* RECORDED DATA *
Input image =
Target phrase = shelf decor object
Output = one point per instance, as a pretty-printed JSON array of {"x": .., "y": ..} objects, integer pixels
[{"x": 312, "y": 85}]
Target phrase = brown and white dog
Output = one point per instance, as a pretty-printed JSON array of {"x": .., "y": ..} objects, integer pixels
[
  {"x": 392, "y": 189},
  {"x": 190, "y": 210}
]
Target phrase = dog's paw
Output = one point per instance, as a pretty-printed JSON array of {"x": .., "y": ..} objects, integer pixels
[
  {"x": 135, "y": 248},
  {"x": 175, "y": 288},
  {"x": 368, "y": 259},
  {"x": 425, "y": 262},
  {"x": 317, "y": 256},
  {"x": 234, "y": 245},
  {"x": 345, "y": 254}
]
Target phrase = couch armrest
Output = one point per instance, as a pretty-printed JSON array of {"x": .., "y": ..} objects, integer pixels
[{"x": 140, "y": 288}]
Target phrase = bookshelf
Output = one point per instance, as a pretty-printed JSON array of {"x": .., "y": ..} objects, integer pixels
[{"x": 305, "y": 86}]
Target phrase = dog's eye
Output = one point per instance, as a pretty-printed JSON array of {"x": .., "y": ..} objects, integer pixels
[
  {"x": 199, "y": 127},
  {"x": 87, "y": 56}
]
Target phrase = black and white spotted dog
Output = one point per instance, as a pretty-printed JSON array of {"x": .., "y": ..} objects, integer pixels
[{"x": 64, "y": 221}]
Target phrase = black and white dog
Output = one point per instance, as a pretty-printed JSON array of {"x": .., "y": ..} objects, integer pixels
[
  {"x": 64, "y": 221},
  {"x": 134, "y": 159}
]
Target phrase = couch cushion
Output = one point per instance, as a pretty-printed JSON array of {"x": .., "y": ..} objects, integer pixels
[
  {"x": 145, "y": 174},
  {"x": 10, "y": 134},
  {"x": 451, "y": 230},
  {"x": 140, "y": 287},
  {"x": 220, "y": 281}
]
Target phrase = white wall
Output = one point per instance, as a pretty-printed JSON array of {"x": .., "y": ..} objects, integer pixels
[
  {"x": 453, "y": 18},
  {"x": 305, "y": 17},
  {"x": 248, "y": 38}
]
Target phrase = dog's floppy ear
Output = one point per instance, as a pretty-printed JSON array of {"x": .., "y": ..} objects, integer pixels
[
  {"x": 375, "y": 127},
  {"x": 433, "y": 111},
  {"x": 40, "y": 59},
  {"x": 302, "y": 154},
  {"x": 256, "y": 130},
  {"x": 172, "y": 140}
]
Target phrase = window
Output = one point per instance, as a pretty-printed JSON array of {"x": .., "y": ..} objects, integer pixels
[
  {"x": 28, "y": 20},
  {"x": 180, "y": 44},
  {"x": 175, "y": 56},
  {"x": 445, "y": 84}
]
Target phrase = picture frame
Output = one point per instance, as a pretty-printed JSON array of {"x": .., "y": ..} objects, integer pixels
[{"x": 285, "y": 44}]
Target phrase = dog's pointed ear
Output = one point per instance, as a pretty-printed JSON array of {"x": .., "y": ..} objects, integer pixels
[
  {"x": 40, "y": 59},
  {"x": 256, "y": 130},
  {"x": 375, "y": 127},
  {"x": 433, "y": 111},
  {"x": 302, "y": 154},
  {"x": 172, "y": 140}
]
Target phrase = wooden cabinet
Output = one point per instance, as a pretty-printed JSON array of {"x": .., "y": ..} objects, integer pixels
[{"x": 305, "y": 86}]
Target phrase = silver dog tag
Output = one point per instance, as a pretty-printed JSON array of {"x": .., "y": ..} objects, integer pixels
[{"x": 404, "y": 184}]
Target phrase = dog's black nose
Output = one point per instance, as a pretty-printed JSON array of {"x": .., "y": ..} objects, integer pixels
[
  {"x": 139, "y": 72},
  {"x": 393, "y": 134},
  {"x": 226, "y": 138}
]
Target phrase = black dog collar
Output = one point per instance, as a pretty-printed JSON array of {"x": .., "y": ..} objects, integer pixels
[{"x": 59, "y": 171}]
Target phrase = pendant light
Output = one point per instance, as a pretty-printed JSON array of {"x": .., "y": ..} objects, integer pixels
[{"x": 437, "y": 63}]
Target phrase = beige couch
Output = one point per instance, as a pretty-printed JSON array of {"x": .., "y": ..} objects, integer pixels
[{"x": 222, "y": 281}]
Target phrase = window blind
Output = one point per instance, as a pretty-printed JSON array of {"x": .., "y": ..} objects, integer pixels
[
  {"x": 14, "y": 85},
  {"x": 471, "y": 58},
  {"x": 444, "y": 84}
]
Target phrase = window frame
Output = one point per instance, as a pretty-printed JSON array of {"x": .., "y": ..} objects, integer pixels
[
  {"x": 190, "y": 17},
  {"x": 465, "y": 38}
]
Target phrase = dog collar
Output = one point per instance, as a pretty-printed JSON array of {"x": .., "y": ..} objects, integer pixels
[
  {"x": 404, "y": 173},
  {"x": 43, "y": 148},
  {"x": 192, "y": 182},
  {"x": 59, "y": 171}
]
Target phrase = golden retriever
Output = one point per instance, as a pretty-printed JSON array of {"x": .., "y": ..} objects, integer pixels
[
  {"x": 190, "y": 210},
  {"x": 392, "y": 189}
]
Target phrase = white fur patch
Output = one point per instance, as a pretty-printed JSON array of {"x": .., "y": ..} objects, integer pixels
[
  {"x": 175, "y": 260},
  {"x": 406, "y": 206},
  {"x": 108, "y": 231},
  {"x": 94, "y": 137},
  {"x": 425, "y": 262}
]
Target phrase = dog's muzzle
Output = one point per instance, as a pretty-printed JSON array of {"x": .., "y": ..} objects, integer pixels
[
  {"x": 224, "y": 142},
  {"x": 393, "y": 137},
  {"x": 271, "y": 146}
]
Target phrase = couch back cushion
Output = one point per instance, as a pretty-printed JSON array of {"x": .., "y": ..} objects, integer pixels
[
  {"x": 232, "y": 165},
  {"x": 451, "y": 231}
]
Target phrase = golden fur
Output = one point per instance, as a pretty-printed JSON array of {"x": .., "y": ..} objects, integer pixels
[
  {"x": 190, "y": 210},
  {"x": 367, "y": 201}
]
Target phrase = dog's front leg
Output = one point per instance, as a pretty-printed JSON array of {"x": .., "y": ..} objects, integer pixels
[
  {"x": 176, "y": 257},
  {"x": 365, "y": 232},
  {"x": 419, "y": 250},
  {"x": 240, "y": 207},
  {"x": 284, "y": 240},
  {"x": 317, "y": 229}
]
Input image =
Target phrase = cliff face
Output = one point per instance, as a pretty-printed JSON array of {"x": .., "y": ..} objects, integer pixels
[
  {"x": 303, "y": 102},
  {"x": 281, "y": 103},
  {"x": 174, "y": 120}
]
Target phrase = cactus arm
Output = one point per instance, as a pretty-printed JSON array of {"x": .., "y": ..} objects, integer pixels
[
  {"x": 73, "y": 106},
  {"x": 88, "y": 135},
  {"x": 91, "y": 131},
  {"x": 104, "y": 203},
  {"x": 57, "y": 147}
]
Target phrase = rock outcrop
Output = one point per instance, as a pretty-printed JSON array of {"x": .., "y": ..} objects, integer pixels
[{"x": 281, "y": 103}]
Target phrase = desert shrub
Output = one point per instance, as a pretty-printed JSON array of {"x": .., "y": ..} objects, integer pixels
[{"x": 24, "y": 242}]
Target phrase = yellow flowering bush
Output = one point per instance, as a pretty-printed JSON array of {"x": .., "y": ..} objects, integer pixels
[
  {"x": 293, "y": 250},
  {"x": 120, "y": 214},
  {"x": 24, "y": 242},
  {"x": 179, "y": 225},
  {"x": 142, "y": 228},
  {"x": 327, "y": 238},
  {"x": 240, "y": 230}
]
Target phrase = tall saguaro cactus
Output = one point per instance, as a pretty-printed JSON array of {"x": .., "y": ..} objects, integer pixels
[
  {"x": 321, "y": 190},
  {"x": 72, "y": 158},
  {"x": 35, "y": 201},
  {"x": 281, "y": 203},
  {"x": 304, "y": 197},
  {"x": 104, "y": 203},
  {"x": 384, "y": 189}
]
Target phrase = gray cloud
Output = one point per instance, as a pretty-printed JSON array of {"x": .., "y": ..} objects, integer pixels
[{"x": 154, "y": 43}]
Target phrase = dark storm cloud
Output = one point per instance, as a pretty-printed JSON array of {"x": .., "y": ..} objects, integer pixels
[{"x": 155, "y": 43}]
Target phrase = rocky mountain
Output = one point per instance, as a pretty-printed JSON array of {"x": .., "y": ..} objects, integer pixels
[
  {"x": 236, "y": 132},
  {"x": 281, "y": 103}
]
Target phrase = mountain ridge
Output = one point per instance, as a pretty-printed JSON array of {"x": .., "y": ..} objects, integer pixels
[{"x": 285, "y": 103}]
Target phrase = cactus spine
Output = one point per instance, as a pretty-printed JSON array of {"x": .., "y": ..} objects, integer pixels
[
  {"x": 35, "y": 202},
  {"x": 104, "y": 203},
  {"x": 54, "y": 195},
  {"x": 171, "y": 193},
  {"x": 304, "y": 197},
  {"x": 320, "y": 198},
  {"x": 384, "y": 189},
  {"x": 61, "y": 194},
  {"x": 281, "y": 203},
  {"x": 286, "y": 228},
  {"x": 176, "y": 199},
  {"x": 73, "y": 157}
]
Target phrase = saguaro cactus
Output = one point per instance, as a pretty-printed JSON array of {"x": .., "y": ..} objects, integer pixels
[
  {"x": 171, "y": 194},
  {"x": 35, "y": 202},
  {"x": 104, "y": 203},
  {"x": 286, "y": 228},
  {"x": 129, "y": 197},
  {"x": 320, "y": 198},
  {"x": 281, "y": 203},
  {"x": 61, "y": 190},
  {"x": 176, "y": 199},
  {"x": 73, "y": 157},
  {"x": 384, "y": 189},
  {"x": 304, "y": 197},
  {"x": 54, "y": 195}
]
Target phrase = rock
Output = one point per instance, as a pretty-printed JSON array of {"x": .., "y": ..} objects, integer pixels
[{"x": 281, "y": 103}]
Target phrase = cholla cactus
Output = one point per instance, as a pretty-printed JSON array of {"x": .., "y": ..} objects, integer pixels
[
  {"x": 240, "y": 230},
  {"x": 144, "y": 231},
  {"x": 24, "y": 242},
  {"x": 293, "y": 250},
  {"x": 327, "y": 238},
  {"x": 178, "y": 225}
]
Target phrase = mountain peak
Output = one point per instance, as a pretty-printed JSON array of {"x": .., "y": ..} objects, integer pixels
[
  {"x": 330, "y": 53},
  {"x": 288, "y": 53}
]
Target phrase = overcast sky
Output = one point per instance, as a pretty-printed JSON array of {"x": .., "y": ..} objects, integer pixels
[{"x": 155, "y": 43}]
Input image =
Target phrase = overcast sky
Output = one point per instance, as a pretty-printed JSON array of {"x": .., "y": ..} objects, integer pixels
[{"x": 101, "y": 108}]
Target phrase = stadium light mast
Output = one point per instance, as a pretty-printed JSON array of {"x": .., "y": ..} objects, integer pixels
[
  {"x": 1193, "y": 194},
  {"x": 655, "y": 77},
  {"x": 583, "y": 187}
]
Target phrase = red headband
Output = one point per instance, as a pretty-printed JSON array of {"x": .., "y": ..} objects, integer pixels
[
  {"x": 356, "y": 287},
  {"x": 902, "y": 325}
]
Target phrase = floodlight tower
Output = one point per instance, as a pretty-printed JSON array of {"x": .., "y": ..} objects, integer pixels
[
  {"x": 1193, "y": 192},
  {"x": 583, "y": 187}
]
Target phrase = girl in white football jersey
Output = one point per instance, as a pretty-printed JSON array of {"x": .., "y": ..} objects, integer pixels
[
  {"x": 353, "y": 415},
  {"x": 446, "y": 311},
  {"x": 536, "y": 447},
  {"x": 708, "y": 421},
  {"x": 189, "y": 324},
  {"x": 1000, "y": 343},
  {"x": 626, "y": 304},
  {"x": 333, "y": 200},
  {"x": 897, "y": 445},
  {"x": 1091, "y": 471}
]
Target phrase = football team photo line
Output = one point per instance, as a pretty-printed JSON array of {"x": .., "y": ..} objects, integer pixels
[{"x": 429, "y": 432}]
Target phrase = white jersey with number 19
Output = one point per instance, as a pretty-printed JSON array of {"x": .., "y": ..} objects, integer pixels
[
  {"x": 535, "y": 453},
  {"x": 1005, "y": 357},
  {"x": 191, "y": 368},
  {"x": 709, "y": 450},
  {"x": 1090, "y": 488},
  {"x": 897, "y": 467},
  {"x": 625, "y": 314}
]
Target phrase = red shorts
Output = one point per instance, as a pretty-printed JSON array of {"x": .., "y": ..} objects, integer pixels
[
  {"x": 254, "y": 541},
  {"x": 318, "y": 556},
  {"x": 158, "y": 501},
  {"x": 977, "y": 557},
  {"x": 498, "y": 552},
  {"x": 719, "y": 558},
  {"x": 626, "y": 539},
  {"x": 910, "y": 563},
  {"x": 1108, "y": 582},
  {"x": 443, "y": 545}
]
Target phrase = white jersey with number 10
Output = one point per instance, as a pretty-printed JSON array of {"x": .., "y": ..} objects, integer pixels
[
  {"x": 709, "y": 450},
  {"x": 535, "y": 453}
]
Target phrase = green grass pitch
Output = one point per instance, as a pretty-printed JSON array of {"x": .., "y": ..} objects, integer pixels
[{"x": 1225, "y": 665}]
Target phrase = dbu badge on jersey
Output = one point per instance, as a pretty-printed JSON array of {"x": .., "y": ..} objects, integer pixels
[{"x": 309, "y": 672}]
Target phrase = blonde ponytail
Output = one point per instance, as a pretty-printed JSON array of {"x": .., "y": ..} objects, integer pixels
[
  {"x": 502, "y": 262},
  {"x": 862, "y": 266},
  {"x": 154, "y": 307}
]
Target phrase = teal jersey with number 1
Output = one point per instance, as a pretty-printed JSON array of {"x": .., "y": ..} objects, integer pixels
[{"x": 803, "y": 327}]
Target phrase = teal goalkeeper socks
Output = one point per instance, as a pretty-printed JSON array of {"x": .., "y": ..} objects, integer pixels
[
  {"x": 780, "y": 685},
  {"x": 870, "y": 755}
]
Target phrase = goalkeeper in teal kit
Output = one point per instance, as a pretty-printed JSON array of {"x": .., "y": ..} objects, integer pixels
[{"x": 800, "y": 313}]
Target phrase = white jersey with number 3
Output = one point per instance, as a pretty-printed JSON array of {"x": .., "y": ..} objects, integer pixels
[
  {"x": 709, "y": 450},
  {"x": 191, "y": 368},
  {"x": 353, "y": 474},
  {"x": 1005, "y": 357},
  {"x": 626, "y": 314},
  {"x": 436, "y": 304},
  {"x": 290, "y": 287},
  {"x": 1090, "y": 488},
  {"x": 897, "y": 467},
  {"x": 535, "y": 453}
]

* AIM OF THE TASK *
Quote, word for word, every line from the top of the entries through the line that holds "Target phrase = black and white spotted dog".

* ANSWER TO THIS EXERCISE *
Input image =
Target phrase = shelf decor object
Output = one point per instance, as a pretty-printed JSON array of {"x": .., "y": ..} objects, integer pixels
[{"x": 312, "y": 85}]
Target phrase = brown and white dog
Output = one point per instance, as a pretty-printed JSON array of {"x": .., "y": ..} objects, integer pixels
[
  {"x": 392, "y": 189},
  {"x": 190, "y": 210}
]
Target phrase = dog's paw
Output = one point per instance, as a pretty-printed JSON array of {"x": .., "y": ..} objects, integer pixels
[
  {"x": 135, "y": 248},
  {"x": 175, "y": 288},
  {"x": 368, "y": 259},
  {"x": 425, "y": 262},
  {"x": 317, "y": 256},
  {"x": 234, "y": 245},
  {"x": 345, "y": 254}
]
Target phrase = couch armrest
Output = one point per instance, as a pretty-printed JSON array of {"x": .., "y": ..} objects, integer pixels
[{"x": 140, "y": 288}]
Target phrase = bookshelf
Output = one point per instance, as a pretty-printed JSON array of {"x": .., "y": ..} objects, integer pixels
[{"x": 305, "y": 86}]
Target phrase = dog's eye
Output = one point per instance, as a pretty-printed JSON array of {"x": .., "y": ..} objects, integer pixels
[
  {"x": 199, "y": 127},
  {"x": 87, "y": 56}
]
Target phrase = black and white spotted dog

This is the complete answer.